* _TUJUAN_: Dari tulisan tentang bangku kosong di bawah ini, sebutkan semua ciri fisik laki-laki yang menawarkan bangkunya.

* _TEKS DITAMPILKAN_:
Bangku Kosong

Beberapa orang mungkin berpikir saya akan menceritakan tentang cerita horor sewaktu membaca judul postingan ini. Tapi, bukan. Tenang saja. Saya tidak memiliki keahlian menulis cerita horor. Jadi saya tidak mungkin menuliskan tentang cerita horor. Postingan saya kali ini sama sekali tidak ada hubungannya dengan horor, hantu, setan, dan sejenisnya.
 
 
Semenjak awal minggu ini, saya dipaksa oleh Supri (sepeda motor saya) untuk jalan kaki ke kampus. Sejak Senin pagi, dia sama sekali tidak mau menyala. Salah saya juga sebenarnya. Saya kurang memperhatikan kondisi kesehatan sepeda motor berwarna hitam itu. Sudah sebulan ini dia memang sering tidak mau dinyalakan lewat stater otomatis. Seharusnya sejak saat itu saya tahu bahwa Supri sudah minta ganti aki. Yah, tapi karena memang saya ini sering menyepelekan hal-hal seperti itu, saya menunda membawanya ke bengkel. Selama dia masih bisa menyala, saya tidak merasa harus membawanya ke bengkel. Alhasil, hari Senin pagi si Supri benar-benar tidak mau menyala dan karena beberapa hari itu saya pulang malam, saya juga tidak bisa segera mengantarnya ke bengkel. Baru kemarin sore, tiga hari semenjak kematian si Aki, saya bisa menuntun Supri ke bengkel.
 
Nah, di sinilah cerita ini dimulai.
 
Begitu saya menyerahkan Supri kepada mas-mas pegawai bengkel, saya lumayan dikagetkan oleh suara berat yang memanggil saya.
 
“Mari duduk, Cewe*).”
 
Saya menoleh dan menemukan seorang laki-laki tinggi besar, berkulit gelap, dan berwajah sangar tersenyum pada saya. Dia menunjuk bangku kosong yang ada di sebelahnya. Dia menawarkan bangku yang, sewaktu saya datang tadi, dia duduki. Saya yang merasa tidak enak hati karena telah mengganggu kenyamanannya, akhirnya menggeleng pelan dan mempersilakannya kembali duduk. Tetapi laki-laki itu menolak untuk kembali duduk. Untuk beberapa saat, bangku itu dibiarkan kosong sampai akhirnya saya mengalah dan duduk di sana. Begitu saya duduk, laki-laki itu berjalan menuju bangku kosong lain yang letaknya tidak begitu jauh di depan saya.
 
Apa intinya? Intinya adalah saya merasa senang karena ternyata di dunia ini masih ada orang yang baik dan begitu sopan. Sepertinya sekarang ini sudah jarang sekali ada orang seperti itu. Tentunya masih ada, tetapi pastinya tidak banyak. Dari apa yang sering saya temui, kebanyakan orang enggan memberikan tempat duduknya kepada orang lain. Enggan melepaskan zona nyamannya walaupun dia tahu bahwa ada orang lain yang lebih berhak atau lebih membutuhkan kenyamanan daripada dirinya. Dan kejadian ini membuat saya kembali percaya bahwa orang baik itu masih ada. Orang sopan itu masih ada. Ya mereka masih ada.

* _ENTRI DATA_:

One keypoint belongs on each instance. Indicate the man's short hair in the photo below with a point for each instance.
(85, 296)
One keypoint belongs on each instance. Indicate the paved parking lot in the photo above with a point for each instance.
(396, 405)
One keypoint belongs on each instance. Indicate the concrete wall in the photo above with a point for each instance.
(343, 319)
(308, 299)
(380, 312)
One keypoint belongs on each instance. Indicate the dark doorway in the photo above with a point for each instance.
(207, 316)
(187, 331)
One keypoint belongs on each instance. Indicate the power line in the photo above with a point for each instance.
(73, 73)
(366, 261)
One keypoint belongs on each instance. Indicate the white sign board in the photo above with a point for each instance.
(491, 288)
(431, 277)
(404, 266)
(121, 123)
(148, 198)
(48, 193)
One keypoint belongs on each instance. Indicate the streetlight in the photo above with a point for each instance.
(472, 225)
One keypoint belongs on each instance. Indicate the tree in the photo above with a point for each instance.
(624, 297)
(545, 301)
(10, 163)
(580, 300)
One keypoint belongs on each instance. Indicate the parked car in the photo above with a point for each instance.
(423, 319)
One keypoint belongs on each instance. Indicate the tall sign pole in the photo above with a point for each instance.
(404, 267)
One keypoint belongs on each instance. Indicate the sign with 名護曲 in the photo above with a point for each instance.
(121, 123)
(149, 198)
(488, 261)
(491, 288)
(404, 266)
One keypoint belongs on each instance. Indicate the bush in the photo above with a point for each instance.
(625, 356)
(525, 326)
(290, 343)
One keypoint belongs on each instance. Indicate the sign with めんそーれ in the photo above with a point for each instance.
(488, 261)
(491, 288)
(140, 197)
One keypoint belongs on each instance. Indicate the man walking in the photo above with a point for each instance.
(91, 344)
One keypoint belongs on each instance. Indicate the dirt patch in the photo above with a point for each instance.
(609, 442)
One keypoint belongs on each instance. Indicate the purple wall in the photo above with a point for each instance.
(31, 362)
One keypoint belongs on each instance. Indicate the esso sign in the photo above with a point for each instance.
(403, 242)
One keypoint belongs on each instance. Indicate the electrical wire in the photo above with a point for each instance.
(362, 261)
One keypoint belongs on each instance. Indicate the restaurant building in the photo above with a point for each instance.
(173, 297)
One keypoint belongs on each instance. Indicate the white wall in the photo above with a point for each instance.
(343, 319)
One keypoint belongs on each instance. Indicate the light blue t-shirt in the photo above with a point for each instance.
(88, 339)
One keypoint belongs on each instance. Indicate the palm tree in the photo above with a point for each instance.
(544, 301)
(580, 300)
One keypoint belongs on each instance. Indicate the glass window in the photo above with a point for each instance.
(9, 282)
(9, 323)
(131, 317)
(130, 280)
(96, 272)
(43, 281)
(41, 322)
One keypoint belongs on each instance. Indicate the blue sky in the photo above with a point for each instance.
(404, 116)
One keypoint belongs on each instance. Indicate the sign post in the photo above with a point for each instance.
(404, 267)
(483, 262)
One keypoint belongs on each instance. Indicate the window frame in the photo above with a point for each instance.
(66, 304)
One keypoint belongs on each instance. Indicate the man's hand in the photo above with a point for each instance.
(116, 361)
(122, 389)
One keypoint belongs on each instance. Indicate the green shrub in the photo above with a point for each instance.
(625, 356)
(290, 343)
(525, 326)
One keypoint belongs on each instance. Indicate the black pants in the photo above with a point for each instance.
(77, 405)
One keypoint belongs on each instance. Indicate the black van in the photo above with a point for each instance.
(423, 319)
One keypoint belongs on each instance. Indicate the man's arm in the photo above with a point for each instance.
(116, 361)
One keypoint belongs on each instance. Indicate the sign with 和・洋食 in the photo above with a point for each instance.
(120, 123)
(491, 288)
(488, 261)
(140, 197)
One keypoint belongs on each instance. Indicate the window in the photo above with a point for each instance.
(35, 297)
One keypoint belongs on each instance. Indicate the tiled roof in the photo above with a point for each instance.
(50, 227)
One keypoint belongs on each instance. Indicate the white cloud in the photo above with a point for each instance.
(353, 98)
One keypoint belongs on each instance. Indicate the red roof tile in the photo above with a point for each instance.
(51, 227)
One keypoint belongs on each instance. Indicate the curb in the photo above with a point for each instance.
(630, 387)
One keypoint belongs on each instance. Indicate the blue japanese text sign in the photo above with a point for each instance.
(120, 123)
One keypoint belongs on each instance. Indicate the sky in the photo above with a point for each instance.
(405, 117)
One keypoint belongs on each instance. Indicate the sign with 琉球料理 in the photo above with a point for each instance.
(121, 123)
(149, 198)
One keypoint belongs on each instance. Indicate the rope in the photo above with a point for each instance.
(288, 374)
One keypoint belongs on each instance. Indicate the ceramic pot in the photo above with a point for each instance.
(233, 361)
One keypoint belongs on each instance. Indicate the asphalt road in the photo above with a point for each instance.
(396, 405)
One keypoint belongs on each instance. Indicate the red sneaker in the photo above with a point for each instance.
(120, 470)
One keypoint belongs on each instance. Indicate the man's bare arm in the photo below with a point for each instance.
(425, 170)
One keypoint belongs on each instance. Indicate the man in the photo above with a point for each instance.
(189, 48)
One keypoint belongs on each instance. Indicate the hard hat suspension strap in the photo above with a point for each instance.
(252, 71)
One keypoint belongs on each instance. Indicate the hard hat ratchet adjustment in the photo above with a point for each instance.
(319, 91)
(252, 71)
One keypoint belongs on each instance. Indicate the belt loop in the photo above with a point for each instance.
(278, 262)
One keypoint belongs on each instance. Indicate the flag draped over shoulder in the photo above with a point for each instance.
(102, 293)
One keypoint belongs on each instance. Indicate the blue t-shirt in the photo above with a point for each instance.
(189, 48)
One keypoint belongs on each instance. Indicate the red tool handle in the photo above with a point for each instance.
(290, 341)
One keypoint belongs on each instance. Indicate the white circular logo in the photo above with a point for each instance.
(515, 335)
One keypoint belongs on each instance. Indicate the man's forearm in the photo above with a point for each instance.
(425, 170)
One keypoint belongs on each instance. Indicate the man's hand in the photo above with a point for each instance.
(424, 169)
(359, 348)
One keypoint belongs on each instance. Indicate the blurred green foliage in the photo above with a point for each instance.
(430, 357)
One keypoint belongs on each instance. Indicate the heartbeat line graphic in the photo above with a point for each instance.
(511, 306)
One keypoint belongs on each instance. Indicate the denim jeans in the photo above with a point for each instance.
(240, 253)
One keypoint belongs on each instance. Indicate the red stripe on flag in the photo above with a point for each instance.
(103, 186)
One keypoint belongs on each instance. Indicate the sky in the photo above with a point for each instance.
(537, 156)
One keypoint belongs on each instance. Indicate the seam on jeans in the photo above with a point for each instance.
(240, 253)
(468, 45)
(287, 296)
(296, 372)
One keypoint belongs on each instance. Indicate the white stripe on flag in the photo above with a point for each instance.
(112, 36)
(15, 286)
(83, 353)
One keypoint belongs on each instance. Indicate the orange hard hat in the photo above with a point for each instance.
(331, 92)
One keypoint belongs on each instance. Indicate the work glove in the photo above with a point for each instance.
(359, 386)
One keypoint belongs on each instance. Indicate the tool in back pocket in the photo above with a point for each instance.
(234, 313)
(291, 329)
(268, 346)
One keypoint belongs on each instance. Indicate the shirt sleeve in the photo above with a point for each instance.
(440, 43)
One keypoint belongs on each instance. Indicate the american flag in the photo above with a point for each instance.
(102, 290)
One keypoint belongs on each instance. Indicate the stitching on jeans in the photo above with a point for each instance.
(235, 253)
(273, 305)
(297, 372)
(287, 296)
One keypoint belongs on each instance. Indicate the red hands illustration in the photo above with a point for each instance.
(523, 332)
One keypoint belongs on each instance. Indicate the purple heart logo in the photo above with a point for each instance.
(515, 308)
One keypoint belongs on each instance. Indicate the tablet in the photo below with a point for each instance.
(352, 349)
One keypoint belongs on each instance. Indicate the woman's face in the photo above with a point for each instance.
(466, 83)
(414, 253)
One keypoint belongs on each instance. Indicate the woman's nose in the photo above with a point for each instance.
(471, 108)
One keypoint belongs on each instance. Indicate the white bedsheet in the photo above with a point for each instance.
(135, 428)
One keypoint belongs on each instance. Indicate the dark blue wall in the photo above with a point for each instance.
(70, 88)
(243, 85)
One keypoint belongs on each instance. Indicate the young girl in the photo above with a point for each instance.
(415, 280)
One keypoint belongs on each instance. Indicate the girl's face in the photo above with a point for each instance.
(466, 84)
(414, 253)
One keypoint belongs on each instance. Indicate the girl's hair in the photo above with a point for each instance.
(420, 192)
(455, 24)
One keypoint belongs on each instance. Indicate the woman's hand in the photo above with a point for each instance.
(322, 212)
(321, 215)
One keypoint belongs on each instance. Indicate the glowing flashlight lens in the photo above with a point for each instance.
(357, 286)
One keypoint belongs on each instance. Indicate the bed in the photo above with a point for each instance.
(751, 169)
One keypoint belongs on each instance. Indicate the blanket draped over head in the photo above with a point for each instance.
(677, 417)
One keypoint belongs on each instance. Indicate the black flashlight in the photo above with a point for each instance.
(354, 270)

* _HASIL TUGAS_:
- tinggi besar
- berkulit gelap
- berwajah sangar